== PAGE TEXT ==
┄┄┄┄┄┄┄┄┄┄
On Apr 10, Nikola Janceski said:

>What does the (left/right/nonassoc) mean? 

They mean "left-associative", "right-associative", or "non-associative".
They govern what DIRECTION things are evaluated in.

  $x + $y + $z

evaluates LEFT to right -- the ($x + $y) is done first, not the ($y + $z).
On the contrary,

  $x ** $y ** $z

evaluates RIGHT to left -- the ($y ** $z) is done first, not the ($x **
$y).  

Non-associative things like ++ and -- have no specific binding, partly
because they can't be "chained".  That means you can't say

  $x < $y < $z

>What are examples of 'terms and list operators (leftward)'?
>What are examples of 'named unary operators'?
>What are examples of 'list operators (rightward)'?

(From perlfunc.pod)
┄┄┄┄┄┄┄┄┄┄
== WHAT THIS TASK INVOLVES ==
Reproduce the stretch of the Perl associativity post from "Non-associative things like" through "(From perlfunc.pod)", replacing "binding" with "grouping". Rely only on the Perl associativity post for what comes next.

== MATERIAL PROVIDED ==
┄┄┄┄┄┄┄┄┄┄
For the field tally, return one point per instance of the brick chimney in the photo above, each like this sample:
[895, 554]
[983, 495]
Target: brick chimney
┄┄┄┄┄┄┄┄┄┄
== ANSWER TO THIS TASK ==
Non-associative things like ++ and -- have no specific grouping, partly
because they can't be "chained".  That means you can't say

  $x < $y < $z

>What are examples of 'terms and list operators (leftward)'?
>What are examples of 'named unary operators'?
>What are examples of 'list operators (rightward)'?

(From perlfunc.pod)